Entries>
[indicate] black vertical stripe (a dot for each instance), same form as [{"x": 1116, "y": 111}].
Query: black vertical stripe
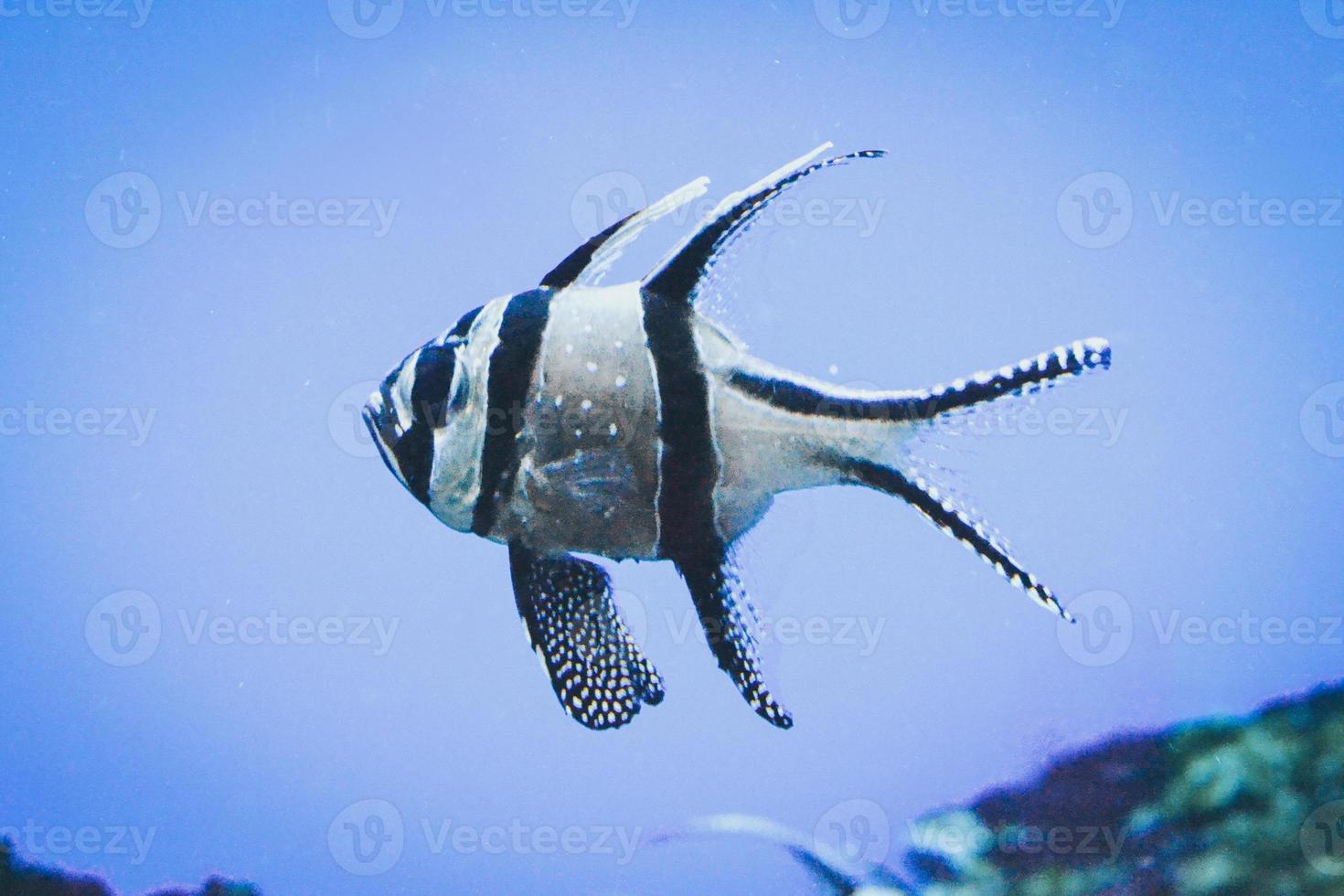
[
  {"x": 429, "y": 392},
  {"x": 511, "y": 369},
  {"x": 689, "y": 466}
]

Request> Recast the text lines of the rows above as a JSON list of strings, one string per line, skipping blank lines. Leave the pictures out.

Solution below>
[
  "[indicate] black vertical stripe (a dot for each instance), same form as [{\"x\": 1116, \"y\": 111}].",
  "Query: black vertical stripe",
  "[",
  "  {\"x\": 429, \"y\": 392},",
  "  {\"x\": 511, \"y\": 369},",
  "  {\"x\": 689, \"y\": 466}",
  "]"
]